Your instructions: Reproduce the following items verbatim, omitting the pictures from your answer.

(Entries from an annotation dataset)
====

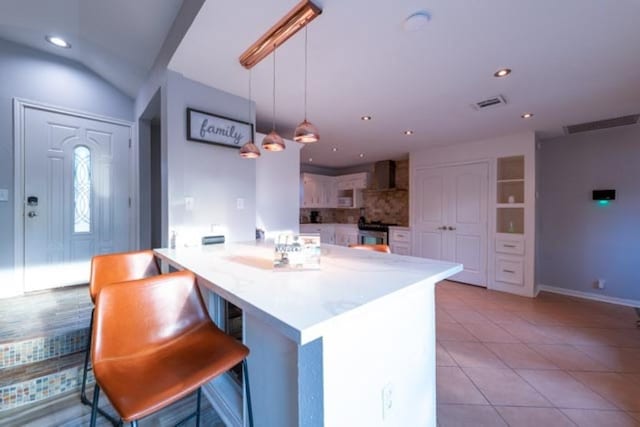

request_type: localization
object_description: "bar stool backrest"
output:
[89,250,160,304]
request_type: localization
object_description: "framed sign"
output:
[187,108,253,148]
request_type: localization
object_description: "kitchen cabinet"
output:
[300,224,336,245]
[389,227,411,255]
[300,173,338,208]
[335,224,358,246]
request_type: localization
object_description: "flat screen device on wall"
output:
[593,190,616,201]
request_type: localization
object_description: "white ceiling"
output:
[0,0,182,98]
[0,0,640,167]
[170,0,640,167]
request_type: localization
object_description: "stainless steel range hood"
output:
[373,160,396,190]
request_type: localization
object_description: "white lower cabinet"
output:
[389,227,411,255]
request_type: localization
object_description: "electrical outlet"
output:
[381,383,393,420]
[184,197,195,211]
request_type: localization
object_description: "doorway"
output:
[413,163,489,287]
[15,100,135,292]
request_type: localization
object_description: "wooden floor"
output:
[0,393,224,427]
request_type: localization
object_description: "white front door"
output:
[414,163,489,286]
[22,107,131,291]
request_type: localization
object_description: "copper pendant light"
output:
[240,69,260,159]
[293,26,320,144]
[262,46,286,151]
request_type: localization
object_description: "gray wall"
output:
[162,71,260,244]
[537,125,640,300]
[0,39,133,294]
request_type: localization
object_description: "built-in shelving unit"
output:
[496,156,525,234]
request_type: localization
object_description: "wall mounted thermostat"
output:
[593,190,616,201]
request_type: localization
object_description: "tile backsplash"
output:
[300,160,409,226]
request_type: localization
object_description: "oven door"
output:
[358,230,387,245]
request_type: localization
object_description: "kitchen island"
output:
[156,242,462,427]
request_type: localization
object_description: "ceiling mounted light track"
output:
[240,0,322,69]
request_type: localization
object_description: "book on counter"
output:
[273,234,320,271]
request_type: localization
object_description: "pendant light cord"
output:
[304,25,308,122]
[271,44,276,132]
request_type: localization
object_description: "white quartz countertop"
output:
[156,242,462,345]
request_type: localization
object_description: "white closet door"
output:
[413,163,489,286]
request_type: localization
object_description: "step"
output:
[0,328,89,370]
[0,352,93,416]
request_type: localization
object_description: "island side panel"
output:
[243,312,325,427]
[323,283,436,427]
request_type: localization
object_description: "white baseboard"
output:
[536,284,640,307]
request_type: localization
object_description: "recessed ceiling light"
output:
[45,36,71,49]
[493,68,511,77]
[402,10,431,31]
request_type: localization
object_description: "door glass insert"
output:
[73,145,91,233]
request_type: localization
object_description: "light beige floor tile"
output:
[436,309,458,323]
[462,322,520,343]
[463,368,551,407]
[436,323,478,342]
[516,369,616,409]
[438,405,506,427]
[576,345,640,373]
[496,406,575,427]
[485,343,559,369]
[562,409,639,427]
[446,309,488,323]
[570,372,640,411]
[436,344,457,366]
[441,341,507,368]
[436,366,488,405]
[500,321,559,344]
[529,344,609,371]
[478,308,524,324]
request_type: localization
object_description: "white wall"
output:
[0,40,133,296]
[538,125,640,306]
[254,133,302,238]
[162,71,260,244]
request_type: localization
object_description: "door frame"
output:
[409,158,496,289]
[13,97,140,294]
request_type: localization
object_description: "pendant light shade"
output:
[293,27,320,144]
[262,46,286,151]
[240,70,260,159]
[240,141,260,159]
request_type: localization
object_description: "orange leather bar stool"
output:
[80,250,160,425]
[349,245,391,254]
[91,271,253,427]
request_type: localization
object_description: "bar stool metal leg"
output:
[242,359,253,427]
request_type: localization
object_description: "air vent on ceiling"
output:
[471,95,507,111]
[564,114,640,135]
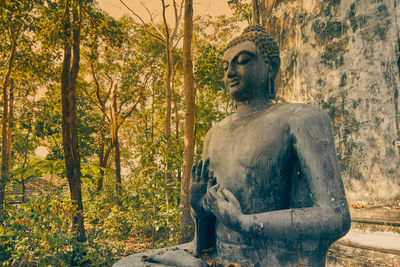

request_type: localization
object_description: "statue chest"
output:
[205,118,293,214]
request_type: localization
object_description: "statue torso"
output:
[203,104,324,266]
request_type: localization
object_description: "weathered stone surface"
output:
[262,0,400,205]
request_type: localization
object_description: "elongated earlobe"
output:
[268,77,276,99]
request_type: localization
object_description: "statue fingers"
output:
[201,158,210,183]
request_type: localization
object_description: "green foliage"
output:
[228,0,252,23]
[0,192,121,266]
[0,0,241,266]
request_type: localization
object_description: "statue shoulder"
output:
[277,103,330,125]
[203,115,232,151]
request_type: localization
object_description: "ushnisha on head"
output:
[223,25,280,99]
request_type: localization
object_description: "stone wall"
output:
[261,0,400,206]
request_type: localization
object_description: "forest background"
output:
[0,0,255,266]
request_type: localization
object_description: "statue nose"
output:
[226,64,236,78]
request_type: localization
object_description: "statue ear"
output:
[267,57,281,99]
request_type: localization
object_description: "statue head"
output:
[223,25,280,101]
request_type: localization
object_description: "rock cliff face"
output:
[261,0,400,205]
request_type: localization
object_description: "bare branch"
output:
[119,0,146,25]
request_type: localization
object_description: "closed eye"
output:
[236,53,252,65]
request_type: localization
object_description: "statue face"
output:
[222,41,268,102]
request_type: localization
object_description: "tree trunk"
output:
[0,26,19,215]
[110,84,122,205]
[179,0,195,243]
[61,1,86,242]
[97,119,112,192]
[161,0,173,216]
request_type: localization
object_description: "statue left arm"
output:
[207,106,350,242]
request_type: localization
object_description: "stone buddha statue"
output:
[113,25,350,267]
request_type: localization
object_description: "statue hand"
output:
[189,158,215,217]
[205,184,244,232]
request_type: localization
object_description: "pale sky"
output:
[97,0,232,22]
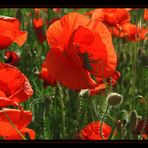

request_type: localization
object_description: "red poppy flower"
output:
[92,8,130,28]
[144,8,148,21]
[52,8,61,13]
[46,13,117,89]
[133,119,148,139]
[0,16,27,50]
[4,51,20,66]
[39,61,57,88]
[80,121,112,140]
[0,108,35,139]
[89,72,120,95]
[0,63,33,107]
[33,18,46,43]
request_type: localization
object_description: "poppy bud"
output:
[79,89,89,96]
[129,110,138,131]
[107,93,123,106]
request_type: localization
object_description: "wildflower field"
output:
[0,8,148,140]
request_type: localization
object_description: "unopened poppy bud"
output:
[107,93,123,106]
[79,89,89,96]
[129,110,138,131]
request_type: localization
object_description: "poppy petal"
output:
[46,13,89,50]
[46,49,96,89]
[0,108,32,137]
[0,63,33,103]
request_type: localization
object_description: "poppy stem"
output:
[100,105,109,140]
[2,109,27,140]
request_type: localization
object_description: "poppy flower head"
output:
[0,63,33,107]
[0,16,27,50]
[4,51,20,66]
[92,8,130,27]
[80,121,112,140]
[33,18,46,44]
[46,13,117,90]
[144,8,148,21]
[122,23,148,42]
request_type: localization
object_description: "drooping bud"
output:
[107,93,123,106]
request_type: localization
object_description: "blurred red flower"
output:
[89,71,120,95]
[79,121,112,140]
[109,23,148,42]
[122,23,148,41]
[92,8,130,28]
[133,119,148,139]
[4,51,20,66]
[0,63,33,107]
[0,108,35,140]
[33,18,46,44]
[39,62,57,88]
[0,16,27,50]
[46,13,117,90]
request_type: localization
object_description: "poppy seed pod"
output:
[107,93,123,106]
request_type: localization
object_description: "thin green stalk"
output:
[100,105,109,140]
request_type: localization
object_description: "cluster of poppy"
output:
[41,12,120,94]
[79,121,112,140]
[91,8,148,42]
[0,16,35,139]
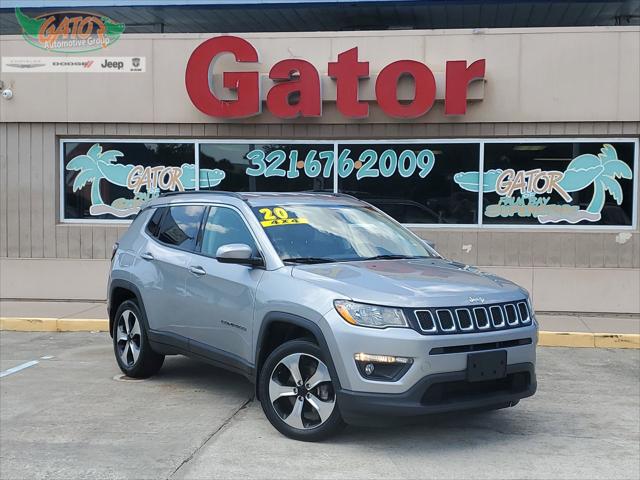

====

Task result:
request_type: localization
object_description: "bar stool backrest"
output:
[89,250,160,304]
request_type: localization
object_description: "framed sign"
output:
[187,108,253,148]
request_type: localization
object_description: "kitchen cabinet"
output:
[300,224,336,245]
[389,227,411,255]
[300,173,338,208]
[335,224,358,246]
request_type: localization
object_description: "flat screen device on wall"
output:
[593,190,616,201]
request_type: localization
object_description: "white ceiling"
output:
[0,0,182,98]
[0,0,640,167]
[170,0,640,167]
request_type: localization
object_description: "stainless steel range hood"
output:
[373,160,396,190]
request_type: localization
object_description: "white lower cabinet"
output:
[389,227,411,255]
request_type: localization
object_description: "electrical outlet"
output:
[381,383,393,420]
[184,197,195,211]
request_type: localization
object_description: "doorway"
output:
[413,163,489,287]
[15,100,135,292]
request_type: localization
object_description: "wooden floor"
output:
[0,393,224,427]
request_type: localization
object_description: "white front door"
output:
[414,163,489,286]
[22,107,131,291]
request_type: localization
object_description: "copper pendant light"
output:
[240,69,260,159]
[293,26,320,144]
[262,46,286,151]
request_type: localization
object_description: "gray wall"
output:
[162,71,260,244]
[537,125,640,300]
[0,39,133,294]
request_type: localization
object_description: "built-in shelving unit"
output:
[496,156,525,234]
request_type: localization
object_description: "wall mounted thermostat"
output:
[593,190,616,201]
request_type: localization
object_description: "tile backsplash"
output:
[300,160,409,226]
request_type: localization
object_description: "oven door"
output:
[358,230,387,245]
request_type: localization
object_description: "kitchen island"
output:
[156,242,462,427]
request_type: localization
object_description: "ceiling mounted light track"
output:
[240,0,322,69]
request_type: localization
object_description: "book on counter"
output:
[273,234,320,271]
request_type: localization
object_description: "pendant light cord"
output:
[304,25,308,122]
[271,44,276,132]
request_type: localization
object_description: "white quartz countertop"
output:
[156,242,462,345]
request_type: localization
object_description: "white closet door"
output:
[413,163,489,286]
request_type: localization
object_description: "step"
output:
[0,328,89,370]
[0,352,93,416]
request_type: localization
object_description: "island side panel"
output:
[243,312,325,427]
[323,283,436,427]
request_type: localization
object_description: "white baseboard"
output:
[536,284,640,307]
request_type: localization
object_description: "recessed ceiling light"
output:
[45,36,71,49]
[493,68,511,77]
[402,10,431,31]
request_type: localization
object_description: "door glass insert"
output:
[73,145,91,233]
request_type: localization
object_description: "light beige floor tile"
output:
[436,309,458,323]
[462,322,520,343]
[463,368,551,407]
[436,323,478,342]
[516,369,616,409]
[438,405,506,427]
[576,345,640,373]
[496,406,575,427]
[485,343,559,369]
[562,409,639,427]
[446,309,488,323]
[570,372,640,411]
[436,344,457,366]
[441,341,507,368]
[436,366,488,405]
[500,321,559,344]
[529,344,609,371]
[478,308,524,324]
request_type: localization
object_description: "white wall"
output:
[0,40,133,296]
[538,125,640,306]
[254,133,302,238]
[162,71,260,244]
request_type: localization
object_description: "door frame"
output:
[409,158,496,289]
[13,97,140,294]
request_type: localization
object_description: "pendant light shade"
output:
[293,27,320,144]
[262,46,286,151]
[240,70,260,159]
[240,141,260,159]
request_type: localization
object_description: "orange leather bar stool"
output:
[80,250,160,425]
[349,245,391,254]
[91,271,253,427]
request_type: localization
object_description: "bar stool metal leg"
output:
[242,359,253,427]
request_type: localization
object_description: "air vent on ceiling"
output:
[471,95,507,111]
[564,114,640,135]

request_type: localization
object_description: "statue chest"
output:
[205,118,293,214]
request_type: localization
object_description: "statue torso"
output:
[203,104,324,266]
request_type: localization
object_description: "weathered stone surface"
output:
[262,0,400,205]
request_type: localization
object_description: "elongated earlobe"
output:
[268,77,276,99]
request_type: localization
object_description: "statue fingers"
output:
[201,158,210,183]
request_type: localization
object_description: "green foliage"
output:
[228,0,252,23]
[0,192,121,266]
[0,0,241,266]
request_type: localization
object_description: "statue shoulder"
output:
[277,103,330,125]
[203,115,232,151]
request_type: localization
object_description: "ushnisha on head"
output:
[223,25,280,99]
request_type: localization
object_description: "stone wall"
output:
[261,0,400,206]
request_type: localization
object_description: "forest background"
output:
[0,0,255,266]
request_type: localization
object_description: "statue nose"
output:
[226,64,236,78]
request_type: localization
object_description: "statue ear"
output:
[267,57,281,99]
request_type: localization
object_description: "statue head"
output:
[223,25,280,101]
request_type: localization
object_description: "rock cliff face"
output:
[261,0,400,205]
request_type: localization
object_description: "bare branch"
output:
[119,0,146,25]
request_type: localization
object_description: "closed eye"
output:
[236,53,252,65]
request_type: localization
object_description: "statue face"
output:
[222,41,268,102]
request_type: localization
object_description: "tree trunk"
output:
[0,26,19,215]
[110,84,122,205]
[179,0,195,243]
[61,1,86,242]
[97,119,112,192]
[161,0,173,216]
request_type: localization
object_description: "statue left arm"
output:
[207,106,350,242]
request_type: localization
object_description: "stone buddha statue"
output:
[113,25,350,267]
request_type: localization
object_description: "statue hand"
output:
[189,158,215,217]
[205,184,244,232]
request_type: localization
object_description: "pale sky"
output:
[97,0,232,22]

request_type: localization
object_description: "red poppy flower"
output:
[92,8,130,28]
[144,8,148,21]
[52,8,61,13]
[46,13,117,89]
[133,119,148,139]
[0,16,27,50]
[4,51,20,66]
[39,61,57,88]
[80,121,112,140]
[0,108,35,139]
[89,72,120,95]
[0,63,33,107]
[33,18,46,43]
request_type: localization
object_description: "poppy bud"
output:
[79,89,89,96]
[129,110,138,131]
[107,93,123,106]
request_type: localization
object_description: "wildflower field"
output:
[0,8,148,140]
request_type: localization
object_description: "unopened poppy bud"
output:
[107,93,123,106]
[79,89,89,96]
[129,110,138,131]
request_type: localization
object_description: "poppy petal"
output:
[46,13,89,50]
[46,49,96,89]
[0,108,32,137]
[0,63,33,103]
request_type: localization
object_description: "poppy stem"
output:
[100,105,109,140]
[2,109,27,140]
request_type: localization
object_description: "poppy flower head"
output:
[0,63,33,107]
[0,16,27,50]
[4,51,20,66]
[92,8,130,27]
[80,121,112,140]
[33,18,46,44]
[46,13,117,90]
[144,8,148,21]
[122,23,148,42]
request_type: localization
object_description: "drooping bud"
output:
[107,93,123,106]
request_type: localization
object_description: "blurred red flower"
output:
[89,71,120,95]
[79,121,112,140]
[109,23,148,42]
[122,23,148,41]
[92,8,130,28]
[133,119,148,139]
[4,51,20,66]
[0,63,33,107]
[0,108,35,140]
[33,18,46,44]
[39,62,57,88]
[0,16,27,50]
[46,13,117,90]
request_type: localization
object_description: "poppy seed pod"
output:
[107,93,123,106]
request_type: localization
object_description: "thin green stalk"
output:
[100,105,109,140]
request_type: localization
object_description: "cluster of poppy"
output:
[41,12,120,94]
[79,121,112,140]
[91,8,148,42]
[0,16,35,139]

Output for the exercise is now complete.